● TASK TO CARRY OUT: The expected output is every line from the one containing "Then for every" to the end of the data below, exactly, and no other line.

● EXTRACTED MATERIAL:

_ _ _ _ _

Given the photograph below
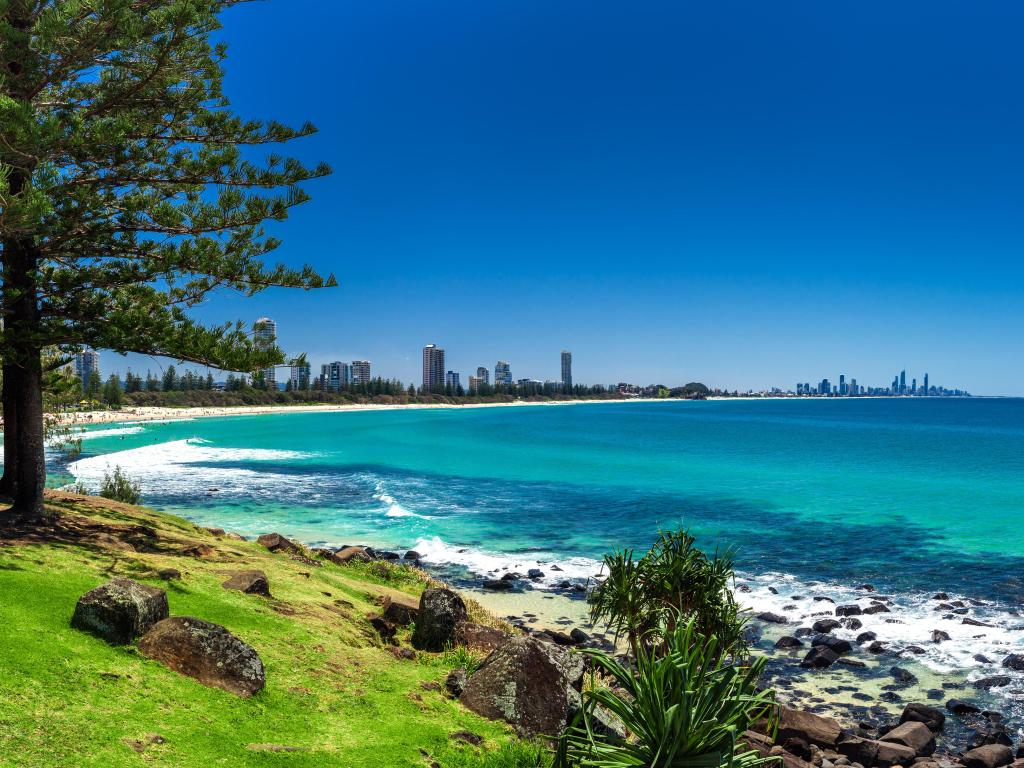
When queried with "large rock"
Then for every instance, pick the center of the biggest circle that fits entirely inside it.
(915, 735)
(813, 729)
(531, 685)
(250, 582)
(120, 610)
(207, 652)
(278, 543)
(477, 637)
(440, 610)
(931, 717)
(989, 756)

_ _ _ _ _

● EXERCISE OUTPUT:
Then for every instance, pick the center of the biggest circle that fits entirely inside it.
(915, 735)
(813, 729)
(531, 685)
(250, 582)
(120, 610)
(207, 652)
(278, 543)
(477, 637)
(440, 610)
(931, 717)
(989, 756)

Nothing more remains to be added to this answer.